— Document extract —
The ceremony of laying wreaths at the plaque honoring the sixteen leaders of the Polish Underground State, abducted in 1945 by the USSR authorities - Pruszków, March 27, 2015

The ceremony, which has been organized by the Institute of National Remembrance, District of Pruszków and World Association of Home Army Soldiers, was held on March 27 in Pruszków.

On March 27, 1945 NKVD, the Soviet political police, arrested 16 leaders of the Polish Underground State, who arrived in Pruszków at the invitation of Soviet commanders to discuss implementation of the Yalta Conference arrangements. Among them there were Jan Stanisław Jankowski, Government Delegate at Home and Deputy Prime Minister, gen. Leopold Okulicki, the last Commander in Chief of the Home Army and Kazimierz Pużak, Chairman of the Council of National Unity.

Abduction of the Polish leaders was one of the elements of the new enslavement of Poland by the other totalitarian regime. This time is the regime was not Nazi but Soviet. This event has left no doubt that Stalin would respect the Yalta agreements, such as free elections in Poland. In parallel, the new authorities have already conducted an extensive campaign of repression, brutally suppressing all manifestations of social independence.

Members of legal Polish authorities recognized by Western countries were transported to Moscow in June 1945 and prosecuted in a show trial. People who led the Polish Underground State, which was part of the anti-Hitler coalition, were accused of collaborating with the Germans, with whom they fought the war, and fighting against the USSR, against which, as belonging to the camp of countries opposed to the Third Reich, they did not take up the fight.

The highest sentences were given to gen. Leopold Okulicki (10 years of imprisonment), Jan Stanislaw Jankowski (8 years) and his deputies, Adam Bień, Stanisław Jasiukowicz and Antoni Pajdak (5 years each). Gen. Leopold Okulicki, Jan Stanislaw Jankowski and Stanislaw Jasiukowicz did not live out the imprisonment. Kazimierz Pużak, after returning to Poland, was arrested again, tortured and killed in a communist prison.

— Task directions —
Reproduce in full, word for word, the text on the 2015 Pruszków ceremony commemorating the sixteen abducted leaders of the Polish Underground State. The lines that come after this point can be set aside.

— Entries —
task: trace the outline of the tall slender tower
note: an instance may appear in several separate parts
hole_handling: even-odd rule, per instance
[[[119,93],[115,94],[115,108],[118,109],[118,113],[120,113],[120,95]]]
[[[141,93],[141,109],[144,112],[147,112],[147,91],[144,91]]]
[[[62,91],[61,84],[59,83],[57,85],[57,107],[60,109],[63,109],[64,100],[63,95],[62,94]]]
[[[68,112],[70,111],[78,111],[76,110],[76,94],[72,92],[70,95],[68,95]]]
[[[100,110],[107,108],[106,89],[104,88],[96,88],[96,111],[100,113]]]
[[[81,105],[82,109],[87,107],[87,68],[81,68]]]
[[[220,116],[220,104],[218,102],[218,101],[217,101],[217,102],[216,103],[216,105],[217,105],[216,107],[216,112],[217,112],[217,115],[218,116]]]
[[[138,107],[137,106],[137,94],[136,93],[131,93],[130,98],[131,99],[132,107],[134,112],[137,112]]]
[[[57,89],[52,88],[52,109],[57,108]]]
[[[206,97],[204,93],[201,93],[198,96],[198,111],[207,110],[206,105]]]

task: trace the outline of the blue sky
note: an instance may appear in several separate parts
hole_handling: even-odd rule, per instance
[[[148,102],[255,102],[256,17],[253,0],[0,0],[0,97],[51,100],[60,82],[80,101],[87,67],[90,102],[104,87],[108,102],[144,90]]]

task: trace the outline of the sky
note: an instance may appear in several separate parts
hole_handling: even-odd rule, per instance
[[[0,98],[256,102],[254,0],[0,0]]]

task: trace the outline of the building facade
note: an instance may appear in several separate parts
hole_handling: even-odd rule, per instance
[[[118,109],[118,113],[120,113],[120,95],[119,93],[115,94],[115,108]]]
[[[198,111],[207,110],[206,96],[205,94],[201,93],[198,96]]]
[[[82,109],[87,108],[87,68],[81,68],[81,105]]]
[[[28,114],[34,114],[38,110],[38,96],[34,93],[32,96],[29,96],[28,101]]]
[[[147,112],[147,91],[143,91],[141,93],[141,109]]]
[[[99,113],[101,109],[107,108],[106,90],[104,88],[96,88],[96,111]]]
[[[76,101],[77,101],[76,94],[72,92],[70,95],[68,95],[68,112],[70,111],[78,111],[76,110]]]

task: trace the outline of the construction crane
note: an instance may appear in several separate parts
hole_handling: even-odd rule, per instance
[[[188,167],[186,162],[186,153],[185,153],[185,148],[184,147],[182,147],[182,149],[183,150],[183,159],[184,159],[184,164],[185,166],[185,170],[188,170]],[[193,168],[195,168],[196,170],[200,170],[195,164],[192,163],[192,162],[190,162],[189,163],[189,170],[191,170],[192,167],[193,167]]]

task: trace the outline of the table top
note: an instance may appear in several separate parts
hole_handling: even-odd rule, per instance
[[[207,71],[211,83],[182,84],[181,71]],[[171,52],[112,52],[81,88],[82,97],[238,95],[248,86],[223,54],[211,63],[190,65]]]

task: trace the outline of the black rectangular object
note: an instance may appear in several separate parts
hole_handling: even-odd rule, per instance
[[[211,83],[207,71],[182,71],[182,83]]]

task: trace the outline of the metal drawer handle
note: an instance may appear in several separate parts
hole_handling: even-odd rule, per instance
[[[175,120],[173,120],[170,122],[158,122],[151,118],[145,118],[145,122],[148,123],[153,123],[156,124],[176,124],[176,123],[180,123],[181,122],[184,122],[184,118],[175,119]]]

— Answer to the exercise —
The ceremony of laying wreaths at the plaque honoring the sixteen leaders of the Polish Underground State, abducted in 1945 by the USSR authorities - Pruszków, March 27, 2015

The ceremony, which has been organized by the Institute of National Remembrance, District of Pruszków and World Association of Home Army Soldiers, was held on March 27 in Pruszków.

On March 27, 1945 NKVD, the Soviet political police, arrested 16 leaders of the Polish Underground State, who arrived in Pruszków at the invitation of Soviet commanders to discuss implementation of the Yalta Conference arrangements. Among them there were Jan Stanisław Jankowski, Government Delegate at Home and Deputy Prime Minister, gen. Leopold Okulicki, the last Commander in Chief of the Home Army and Kazimierz Pużak, Chairman of the Council of National Unity.

Abduction of the Polish leaders was one of the elements of the new enslavement of Poland by the other totalitarian regime. This time is the regime was not Nazi but Soviet. This event has left no doubt that Stalin would respect the Yalta agreements, such as free elections in Poland. In parallel, the new authorities have already conducted an extensive campaign of repression, brutally suppressing all manifestations of social independence.

Members of legal Polish authorities recognized by Western countries were transported to Moscow in June 1945 and prosecuted in a show trial. People who led the Polish Underground State, which was part of the anti-Hitler coalition, were accused of collaborating with the Germans, with whom they fought the war, and fighting against the USSR, against which, as belonging to the camp of countries opposed to the Third Reich, they did not take up the fight.

The highest sentences were given to gen. Leopold Okulicki (10 years of imprisonment), Jan Stanislaw Jankowski (8 years) and his deputies, Adam Bień, Stanisław Jasiukowicz and Antoni Pajdak (5 years each). Gen. Leopold Okulicki, Jan Stanislaw Jankowski and Stanislaw Jasiukowicz did not live out the imprisonment. Kazimierz Pużak, after returning to Poland, was arrested again, tortured and killed in a communist prison.